*WHAT TO PRODUCE:* Each entry needs to be restated exactly as written.

....

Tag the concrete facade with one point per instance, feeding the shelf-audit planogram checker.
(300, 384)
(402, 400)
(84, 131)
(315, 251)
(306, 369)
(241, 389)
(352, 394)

....

*ANSWER:*
Tag the concrete facade with one point per instance, feeding the shelf-audit planogram checker.
(300, 384)
(402, 400)
(84, 131)
(315, 251)
(306, 369)
(241, 389)
(352, 394)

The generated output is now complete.